Format every line of the records below as one string in a JSON list, and skip any blank lines.

::: RECORD SET

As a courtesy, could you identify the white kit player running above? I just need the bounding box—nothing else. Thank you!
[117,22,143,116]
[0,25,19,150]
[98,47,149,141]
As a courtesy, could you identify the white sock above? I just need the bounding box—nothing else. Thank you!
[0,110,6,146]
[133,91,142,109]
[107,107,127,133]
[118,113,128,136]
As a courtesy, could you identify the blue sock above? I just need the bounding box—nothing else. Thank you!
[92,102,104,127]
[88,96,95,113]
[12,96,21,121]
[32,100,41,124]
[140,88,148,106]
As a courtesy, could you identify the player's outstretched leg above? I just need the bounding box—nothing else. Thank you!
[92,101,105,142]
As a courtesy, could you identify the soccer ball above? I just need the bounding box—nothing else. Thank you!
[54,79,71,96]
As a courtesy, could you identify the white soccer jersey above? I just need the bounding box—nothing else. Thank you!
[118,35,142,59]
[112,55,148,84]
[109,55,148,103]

::::::

» WORKED SOLUTION:
[
  "As a courtesy, could you identify the white kit player running above? I just need the bounding box—nothing else. Thank you!",
  "[117,22,143,116]",
  "[0,25,19,150]",
  "[98,47,149,141]",
  "As a courtesy, could you identify the white sock above? I just need the bounding box—nothing else. Thank you!",
  "[0,110,6,146]",
  "[133,91,142,109]",
  "[107,107,127,133]",
  "[118,113,128,136]",
  "As a courtesy, could you identify the blue sock above? I just need the bounding box—nothing else. Thank you!",
  "[92,102,104,127]",
  "[88,96,95,113]",
  "[12,96,21,121]",
  "[32,100,41,124]",
  "[140,88,148,106]",
  "As a courtesy, could you identify the player's outstretched leg above? I just need the bounding box—nothing else. Thank you!",
  "[92,101,105,142]",
  "As a courtesy, could you identify the soccer ball above? I just need the bounding box—nothing else. Thank you!",
  "[54,79,71,96]",
  "As a courtesy, could you identify the white soccer jersey above? I just need the bounding box—nothing else. Thank you!",
  "[118,35,142,59]",
  "[112,55,148,84]",
  "[109,55,148,103]"
]